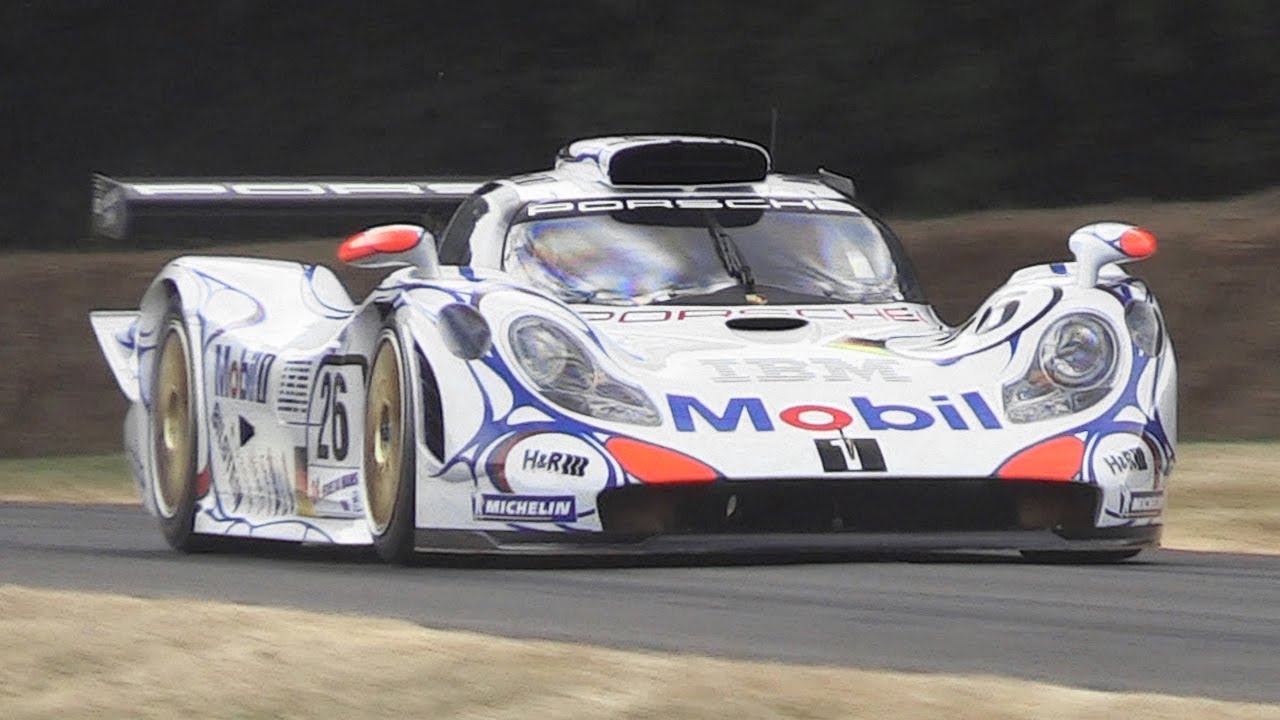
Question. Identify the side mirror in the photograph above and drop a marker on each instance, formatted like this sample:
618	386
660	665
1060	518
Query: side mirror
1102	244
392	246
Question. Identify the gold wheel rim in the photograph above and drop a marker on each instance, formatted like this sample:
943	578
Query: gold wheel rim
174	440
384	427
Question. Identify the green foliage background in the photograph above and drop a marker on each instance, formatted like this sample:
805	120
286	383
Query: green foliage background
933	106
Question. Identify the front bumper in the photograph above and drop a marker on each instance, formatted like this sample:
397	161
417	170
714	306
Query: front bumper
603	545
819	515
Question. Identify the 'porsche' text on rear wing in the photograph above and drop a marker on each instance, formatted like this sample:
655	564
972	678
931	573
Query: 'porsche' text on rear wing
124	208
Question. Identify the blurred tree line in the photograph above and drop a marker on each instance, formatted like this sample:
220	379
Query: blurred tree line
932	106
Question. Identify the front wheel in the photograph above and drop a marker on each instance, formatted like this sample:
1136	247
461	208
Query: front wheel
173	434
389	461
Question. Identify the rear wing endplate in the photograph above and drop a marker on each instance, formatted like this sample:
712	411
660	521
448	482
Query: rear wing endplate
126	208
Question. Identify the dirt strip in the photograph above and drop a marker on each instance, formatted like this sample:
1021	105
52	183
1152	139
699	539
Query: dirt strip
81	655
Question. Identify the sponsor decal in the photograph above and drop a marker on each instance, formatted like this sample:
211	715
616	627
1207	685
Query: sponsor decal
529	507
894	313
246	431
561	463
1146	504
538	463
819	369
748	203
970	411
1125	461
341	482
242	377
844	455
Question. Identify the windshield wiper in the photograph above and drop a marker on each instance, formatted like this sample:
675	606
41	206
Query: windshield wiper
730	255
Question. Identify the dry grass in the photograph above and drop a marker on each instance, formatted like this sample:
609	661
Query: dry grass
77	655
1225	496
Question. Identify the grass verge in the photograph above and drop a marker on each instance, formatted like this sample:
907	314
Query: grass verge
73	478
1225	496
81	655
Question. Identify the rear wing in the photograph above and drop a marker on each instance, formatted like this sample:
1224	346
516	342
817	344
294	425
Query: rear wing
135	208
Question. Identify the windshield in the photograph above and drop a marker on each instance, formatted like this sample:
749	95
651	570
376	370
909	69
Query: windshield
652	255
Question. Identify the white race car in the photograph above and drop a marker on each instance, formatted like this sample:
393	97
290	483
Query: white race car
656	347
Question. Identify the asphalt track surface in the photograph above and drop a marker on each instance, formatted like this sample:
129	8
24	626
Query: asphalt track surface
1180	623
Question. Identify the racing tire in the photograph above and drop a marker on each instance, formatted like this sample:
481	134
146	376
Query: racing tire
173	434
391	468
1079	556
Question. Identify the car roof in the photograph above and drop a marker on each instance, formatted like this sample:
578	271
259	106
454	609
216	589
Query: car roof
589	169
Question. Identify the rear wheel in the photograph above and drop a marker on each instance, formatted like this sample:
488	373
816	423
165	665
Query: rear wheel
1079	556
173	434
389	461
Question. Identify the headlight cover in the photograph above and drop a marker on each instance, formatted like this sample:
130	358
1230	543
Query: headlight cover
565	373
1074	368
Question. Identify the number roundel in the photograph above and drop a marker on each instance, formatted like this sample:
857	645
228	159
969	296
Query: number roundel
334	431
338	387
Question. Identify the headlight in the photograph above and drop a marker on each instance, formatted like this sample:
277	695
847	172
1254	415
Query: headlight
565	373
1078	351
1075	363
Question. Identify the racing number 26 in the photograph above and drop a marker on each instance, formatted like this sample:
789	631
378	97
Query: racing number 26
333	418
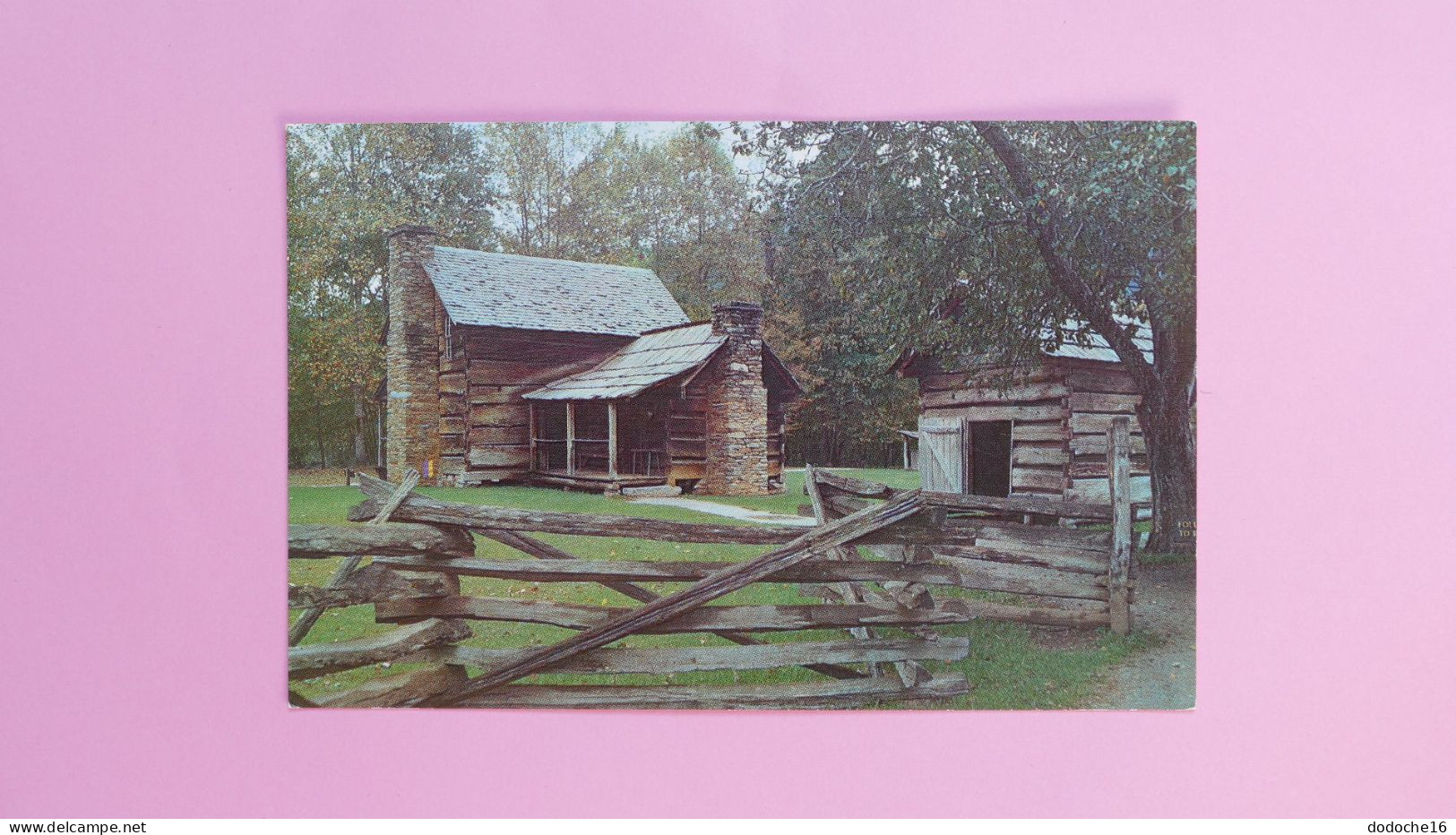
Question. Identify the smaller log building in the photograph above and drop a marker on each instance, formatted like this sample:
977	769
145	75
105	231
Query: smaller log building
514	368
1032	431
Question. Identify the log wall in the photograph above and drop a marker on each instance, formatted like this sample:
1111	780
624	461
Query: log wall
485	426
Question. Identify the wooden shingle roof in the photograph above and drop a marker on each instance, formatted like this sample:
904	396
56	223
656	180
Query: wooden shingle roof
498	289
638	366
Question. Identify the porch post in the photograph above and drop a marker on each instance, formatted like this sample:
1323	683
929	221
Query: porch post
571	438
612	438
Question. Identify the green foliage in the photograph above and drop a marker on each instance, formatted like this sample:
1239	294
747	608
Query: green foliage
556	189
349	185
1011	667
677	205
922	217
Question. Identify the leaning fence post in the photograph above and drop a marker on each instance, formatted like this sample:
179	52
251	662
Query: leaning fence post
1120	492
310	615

→ PROBLEM REQUIREMENTS
Rewrite all of the material above with every "drop a marker" swapped for "place a point", keeping everything else the same, and leave out the pictures.

→ EXERCISE RESPONSE
Question. Identify the side mirror in the photograph above and place a point on each instance, formatted like this sample:
618	386
660	665
1060	518
Query: side mirror
1102	244
392	246
Question. Identify the gold wheel rim in the photograph above and place a point on each instance, formatted like this sample:
943	578
Query: gold wheel rim
174	440
384	427
Question. Identify the green foliage background in the photograph above and place a point on each instance, formatted like this sample:
805	120
286	383
Query: green foliage background
933	106
Question. Identify the front bumper in the photograph above and place a point on each instance, formatted like this sample:
397	161
417	170
714	306
Query: front bumper
603	545
819	515
Question. Identify the 'porsche' text on rear wing in the photograph above and place a point on each instance, formatted like this sample:
655	564
972	678
931	573
Query: 'porsche' text on rear wing
124	208
Question. Identify the blurred tree line in the photograph above and place a point on each instance, formatted like this sample:
220	379
Query: blurred tree line
932	106
Question. Identify the front wheel in the photograph above and place a point on each instance, formatted like this sample:
1136	247
461	208
Query: front wheel
173	434
389	461
Question. Identify the rear wing endplate in the photograph above and place a point on each instance, formatted like this sample:
712	411
660	521
448	482
Query: rear wing endplate
126	208
Question. Identify the dirt strip in the photograph above and place a point on each instance, formatted like this sample:
1021	105
52	183
1152	139
699	539
Query: dirt strip
81	655
Question. Identify the sponsor decal in the photograph above and place a point on each instance, formatted like this sample:
211	715
616	627
1207	685
Query: sponsor decal
529	507
894	313
246	431
561	463
1146	504
538	463
819	369
748	203
970	411
1125	461
341	482
242	377
844	455
Question. Identify the windshield wiper in the photograph above and place a point on each instance, formatted like this sample:
675	606
41	206
Query: windshield wiper
730	255
Question. Identify the dry grass in the photograph above and place a point on each instance, formatted like this sample:
609	661
Query: dry grass
77	655
1225	496
Question. Identify the grass verge in the photograph above and place a point on each instance, formatted like this sample:
907	314
Query: grass verge
73	478
1225	496
81	655
Question. Identify the rear wing in the photograph above and place a point on each instance, formatted like this sample:
1224	346
516	342
817	344
294	425
Query: rear wing
135	208
Question. Identify the windshield in the photograph above and place a point on each instance, formatted like this sample:
749	95
651	570
376	370
909	69
Query: windshield
652	255
Question. Identify the white race car in the photograph above and place a point on each instance, formatted like this sample:
393	97
290	483
Query: white race car
656	347
Question. Identify the asphalt track surface in the photograph above and place a point on each instance, formatted like this sample:
129	8
24	626
Query: asphalt track surface
1180	623
Question. Identify the racing tire in the photograph above and place a point on each instance, formatted like this sample:
481	134
146	376
Query: racing tire
173	434
391	468
1079	556
Question. Identify the car roof in the photograph above and place a point on each instance, formatted like this sample:
578	271
259	106
454	609
216	589
Query: car roof
589	169
Question. Identify the rear wheel in the photograph above and place a point on each instance, formatted like this sample:
488	373
816	423
165	665
Query: rear wheel
1079	556
173	434
389	461
Question. Identify the headlight cover in the photograph above and place a point on each instance, formatted like this sample:
130	358
1230	543
Query: headlight cover
565	373
1074	368
Question. Identify the number roundel in the photograph above and place a point on each instance, formatted like this sample:
857	645
228	159
969	296
Query: number roundel
334	431
338	387
Question. Identify the headlight in the photograph above and place a point on each instance, formatted like this sample:
277	695
847	172
1254	415
Query: headlight
565	373
1078	351
1075	363
Question. Identify the racing number 26 in the photograph above and place a point on each instance, formatted like this sample:
789	631
378	97
Query: racing number 26
333	418
Question. Identify the smaller log building in the photograph above and place a point on each instance, formatted like this sample:
977	769
145	75
105	231
Query: smaller log building
514	368
1032	431
Question. Identify the log wall in the photograph above and place a point on each instance, formatted like this sample:
1111	780
624	461
Query: log wall
485	426
Question. Identify the wooden shingle roof in the photograph above and place a point on each instance, formatted like this sample:
904	396
56	223
656	180
Query: wooden shingle roof
498	289
638	366
Question. Identify the porch post in the photograph above and place a point on each instance, formatted like this sample:
1323	683
929	221
Query: porch post
571	438
612	438
Question. Identify the green foliage in the photograph above and place a point on each instance, formatted like this sample:
1239	294
747	608
Query: green foliage
556	189
349	185
1011	667
677	205
922	217
Question. Identify the leaning fence post in the photograph above and place a point on each instance, formatted like this sample:
179	52
251	662
Query: leaning fence post
1120	492
310	615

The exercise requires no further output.